> Task:
Format all of the data below as a Markdown table with two columns, Row and Line. Put each line in its own numbered row and leave out any blank lines.

### Records shown

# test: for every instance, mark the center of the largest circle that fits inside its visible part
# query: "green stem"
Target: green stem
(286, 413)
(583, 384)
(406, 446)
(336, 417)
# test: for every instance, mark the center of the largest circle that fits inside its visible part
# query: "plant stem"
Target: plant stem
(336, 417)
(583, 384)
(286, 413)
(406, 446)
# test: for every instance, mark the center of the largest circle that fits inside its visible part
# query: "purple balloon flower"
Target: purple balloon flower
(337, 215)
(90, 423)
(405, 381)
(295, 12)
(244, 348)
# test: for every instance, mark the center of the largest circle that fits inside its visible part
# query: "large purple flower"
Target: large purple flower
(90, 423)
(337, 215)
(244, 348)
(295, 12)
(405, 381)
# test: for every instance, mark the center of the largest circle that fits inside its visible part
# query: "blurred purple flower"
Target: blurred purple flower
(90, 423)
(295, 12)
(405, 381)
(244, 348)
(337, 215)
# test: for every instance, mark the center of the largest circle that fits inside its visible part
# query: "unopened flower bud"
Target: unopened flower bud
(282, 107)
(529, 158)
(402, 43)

######

> Solved problem:
| Row | Line |
|---|---|
| 1 | # test: for every instance, mark the center of the largest circle that fits inside its visible part |
| 2 | # query: "green stem" |
| 3 | Target: green stem |
| 4 | (286, 413) |
| 5 | (583, 384) |
| 6 | (406, 446) |
| 7 | (336, 417) |
| 8 | # test: for every instance, mark the center of the largest circle that fits inside its visible part |
| 9 | # query: "plant stem" |
| 10 | Target: plant stem |
| 11 | (336, 417) |
| 12 | (583, 384) |
| 13 | (286, 413) |
| 14 | (406, 446) |
| 15 | # test: for every instance, mark the center of the largest circle that fits inside its visible part |
| 16 | # query: "purple balloon flower" |
| 17 | Target: purple balloon flower |
| 18 | (337, 215) |
| 19 | (90, 423) |
| 20 | (405, 381) |
| 21 | (295, 12) |
| 22 | (244, 348) |
| 23 | # test: for every instance, mark the center of the largest circle that fits inside its visible part |
| 24 | # query: "large purple flower" |
| 25 | Target: large purple flower |
| 26 | (90, 423) |
| 27 | (337, 215) |
| 28 | (244, 348) |
| 29 | (295, 12) |
| 30 | (405, 381) |
| 31 | # test: for every instance, mark the center of the largest circle that fits inside its visible part |
| 32 | # query: "blurred purple flower" |
| 33 | Target: blurred purple flower |
| 34 | (90, 423) |
| 35 | (295, 12) |
| 36 | (405, 381) |
| 37 | (244, 348) |
| 38 | (337, 215) |
| 39 | # test: for every instance, mark the center of the largest circle that fits inside its visible part |
| 40 | # query: "unopened flower bud" |
| 41 | Target: unopened flower bud |
| 42 | (282, 107) |
| 43 | (529, 158) |
| 44 | (402, 43) |